# [JOB]
Reproduce, without any change, the records from the line containing "of the concrete" through the line containing "pixel 21 227", including both of those lines.

# [RECORDS FOR THIS EXERCISE]
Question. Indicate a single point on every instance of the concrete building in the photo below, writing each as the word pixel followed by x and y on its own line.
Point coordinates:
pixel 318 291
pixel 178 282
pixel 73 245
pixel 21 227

---

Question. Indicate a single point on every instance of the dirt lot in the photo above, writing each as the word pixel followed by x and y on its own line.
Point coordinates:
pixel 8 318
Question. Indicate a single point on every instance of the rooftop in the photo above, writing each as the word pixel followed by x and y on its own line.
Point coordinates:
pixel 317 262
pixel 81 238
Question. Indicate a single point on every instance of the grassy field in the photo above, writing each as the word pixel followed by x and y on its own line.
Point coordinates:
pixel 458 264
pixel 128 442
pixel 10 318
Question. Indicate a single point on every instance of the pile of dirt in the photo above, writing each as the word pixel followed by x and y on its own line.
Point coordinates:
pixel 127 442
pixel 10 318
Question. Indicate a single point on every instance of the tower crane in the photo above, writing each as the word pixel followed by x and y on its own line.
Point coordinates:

# [TASK RESPONSE]
Question. Indicate a single point on every instance of the concrete building in the photo below, writing each as the word pixel followed by x and y on its own line.
Point coordinates:
pixel 318 291
pixel 178 282
pixel 73 245
pixel 21 227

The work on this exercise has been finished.